Material shown Start Marker

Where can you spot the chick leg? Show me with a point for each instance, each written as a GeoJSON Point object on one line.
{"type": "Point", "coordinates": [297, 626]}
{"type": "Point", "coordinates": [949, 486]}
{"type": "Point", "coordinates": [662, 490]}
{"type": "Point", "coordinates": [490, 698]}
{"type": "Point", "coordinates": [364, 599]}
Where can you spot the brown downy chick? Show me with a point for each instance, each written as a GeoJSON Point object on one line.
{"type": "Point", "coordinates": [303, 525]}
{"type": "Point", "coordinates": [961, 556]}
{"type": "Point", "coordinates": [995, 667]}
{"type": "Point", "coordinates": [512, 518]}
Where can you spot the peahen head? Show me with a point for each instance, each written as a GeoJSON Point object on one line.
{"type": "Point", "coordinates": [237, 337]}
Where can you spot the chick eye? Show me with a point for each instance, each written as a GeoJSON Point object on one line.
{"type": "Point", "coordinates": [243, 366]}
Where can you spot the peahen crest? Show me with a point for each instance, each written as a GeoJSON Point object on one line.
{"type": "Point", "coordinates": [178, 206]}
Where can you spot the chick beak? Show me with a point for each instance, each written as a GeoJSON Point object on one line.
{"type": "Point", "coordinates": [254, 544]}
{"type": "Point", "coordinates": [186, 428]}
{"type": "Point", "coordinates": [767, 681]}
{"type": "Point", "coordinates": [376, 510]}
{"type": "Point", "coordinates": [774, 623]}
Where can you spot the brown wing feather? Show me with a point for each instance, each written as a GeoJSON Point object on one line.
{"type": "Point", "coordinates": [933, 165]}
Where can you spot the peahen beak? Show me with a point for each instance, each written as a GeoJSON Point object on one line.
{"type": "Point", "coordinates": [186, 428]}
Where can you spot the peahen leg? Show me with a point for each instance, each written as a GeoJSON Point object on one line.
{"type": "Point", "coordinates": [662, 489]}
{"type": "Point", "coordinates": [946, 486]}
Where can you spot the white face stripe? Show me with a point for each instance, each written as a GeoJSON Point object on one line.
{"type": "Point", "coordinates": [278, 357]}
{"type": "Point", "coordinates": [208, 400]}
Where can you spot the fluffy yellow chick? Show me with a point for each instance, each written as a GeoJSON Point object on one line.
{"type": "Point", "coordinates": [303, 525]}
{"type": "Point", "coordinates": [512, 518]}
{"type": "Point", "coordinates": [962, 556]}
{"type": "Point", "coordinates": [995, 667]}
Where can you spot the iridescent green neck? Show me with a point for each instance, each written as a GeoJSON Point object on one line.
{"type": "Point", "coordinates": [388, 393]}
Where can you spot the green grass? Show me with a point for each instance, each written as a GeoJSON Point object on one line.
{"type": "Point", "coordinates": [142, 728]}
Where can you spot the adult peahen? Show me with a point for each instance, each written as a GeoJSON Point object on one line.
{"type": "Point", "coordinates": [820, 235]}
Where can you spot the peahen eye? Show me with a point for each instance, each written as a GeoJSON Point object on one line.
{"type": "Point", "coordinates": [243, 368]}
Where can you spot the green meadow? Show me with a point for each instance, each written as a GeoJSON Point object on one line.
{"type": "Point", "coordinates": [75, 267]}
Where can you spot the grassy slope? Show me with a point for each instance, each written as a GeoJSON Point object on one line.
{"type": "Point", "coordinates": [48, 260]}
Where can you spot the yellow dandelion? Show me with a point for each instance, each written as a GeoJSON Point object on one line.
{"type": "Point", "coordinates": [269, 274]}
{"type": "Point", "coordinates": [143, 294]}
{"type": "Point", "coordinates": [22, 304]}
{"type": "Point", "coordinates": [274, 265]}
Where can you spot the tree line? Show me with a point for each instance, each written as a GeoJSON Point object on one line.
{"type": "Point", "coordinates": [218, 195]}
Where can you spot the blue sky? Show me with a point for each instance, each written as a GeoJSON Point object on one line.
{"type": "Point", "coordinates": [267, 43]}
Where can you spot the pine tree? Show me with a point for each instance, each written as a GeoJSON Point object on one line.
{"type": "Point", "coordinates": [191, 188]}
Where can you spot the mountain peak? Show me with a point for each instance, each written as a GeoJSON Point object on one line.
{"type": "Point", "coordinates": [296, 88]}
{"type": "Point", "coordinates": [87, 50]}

Material shown End Marker

What the task asks: Each entry should be written out again exactly, with no word left out.

Solved exercise:
Where can you spot the chick leg? Show me with a point for each instance, each written as a GeoJSON Point object on one line.
{"type": "Point", "coordinates": [297, 626]}
{"type": "Point", "coordinates": [949, 486]}
{"type": "Point", "coordinates": [662, 490]}
{"type": "Point", "coordinates": [490, 698]}
{"type": "Point", "coordinates": [364, 599]}
Where can you spot the brown downy chick? Show me with a point for each instance, each written as a GeoJSON Point object on one line.
{"type": "Point", "coordinates": [303, 525]}
{"type": "Point", "coordinates": [961, 556]}
{"type": "Point", "coordinates": [995, 667]}
{"type": "Point", "coordinates": [512, 518]}
Where can you spot the peahen head? Show me with a point for each instance, each written as a GeoJSON Point object on one line.
{"type": "Point", "coordinates": [237, 337]}
Where can you spot the chick eye? Show me with a point for each instance, each written as a GeoJSON Point object on one line.
{"type": "Point", "coordinates": [243, 366]}
Where can you spot the peahen crest? Show me with a point for each instance, each written as a GeoJSON Point object on one line.
{"type": "Point", "coordinates": [178, 206]}
Where can you spot the chick beak? Show me with a point for each instance, each written as a GeoJSON Point object on one line.
{"type": "Point", "coordinates": [254, 544]}
{"type": "Point", "coordinates": [186, 428]}
{"type": "Point", "coordinates": [767, 681]}
{"type": "Point", "coordinates": [376, 510]}
{"type": "Point", "coordinates": [774, 623]}
Where can you spot the brown wing feather? Show me with a point for each instance, each written as a GeoJSON Point object on one line.
{"type": "Point", "coordinates": [933, 165]}
Where can you spot the peahen beak? Show me with a point for each instance, each written as a GeoJSON Point object on one line.
{"type": "Point", "coordinates": [186, 428]}
Where can you spot the peahen leg? Show me with a point for each instance, each written as a GeoJSON Point object on one line.
{"type": "Point", "coordinates": [662, 489]}
{"type": "Point", "coordinates": [946, 486]}
Where can you spot the white face stripe? Show me with a point for each instance, each written as a GeoJSON Point object on one line.
{"type": "Point", "coordinates": [278, 357]}
{"type": "Point", "coordinates": [208, 400]}
Where can you spot the fluffy yellow chick? Show me with a point for each instance, each written as a GeoJSON Point object on one line.
{"type": "Point", "coordinates": [303, 525]}
{"type": "Point", "coordinates": [512, 518]}
{"type": "Point", "coordinates": [962, 556]}
{"type": "Point", "coordinates": [995, 667]}
Where can you spot the iridescent green neck? Show me with a point for each instance, each written as a GeoJSON Point object on one line.
{"type": "Point", "coordinates": [388, 393]}
Where can you spot the green grass? Show me with a point for each instance, each written as a GeoJSON Point object on one line.
{"type": "Point", "coordinates": [142, 728]}
Where can you spot the adult peahen? Show me with a point for each instance, each written as a GeoJSON Point object on one line.
{"type": "Point", "coordinates": [820, 235]}
Where can you spot the peahen eye? Show me with a point for each instance, each written as a GeoJSON Point object on one line.
{"type": "Point", "coordinates": [243, 368]}
Where can you spot the green meadow? Show me with a point for each instance, each written as a GeoJSON Point object on one line.
{"type": "Point", "coordinates": [75, 267]}
Where can you spot the grassy slope? Show me with a point for each instance, each written as a GeoJSON Point object on one line.
{"type": "Point", "coordinates": [48, 260]}
Where can you spot the yellow dandelion? Show me with a point for each instance, each written as a GeoJSON Point object on one line.
{"type": "Point", "coordinates": [269, 274]}
{"type": "Point", "coordinates": [143, 294]}
{"type": "Point", "coordinates": [22, 304]}
{"type": "Point", "coordinates": [274, 265]}
Where can you spot the tree line? Show me with a point for each instance, each written as a GeoJSON Point object on one line.
{"type": "Point", "coordinates": [218, 195]}
Where can you spot the blue sky? Show me with a point for each instance, each written as a GeoJSON Point object on one line.
{"type": "Point", "coordinates": [267, 43]}
Where can you spot the pine tree? Show me with a point for each instance, each written as a GeoJSON Point object on one line.
{"type": "Point", "coordinates": [191, 188]}
Where can you spot the mountain peak? Show me with a point for each instance, each written as a GeoJSON Point object on one line.
{"type": "Point", "coordinates": [296, 88]}
{"type": "Point", "coordinates": [87, 50]}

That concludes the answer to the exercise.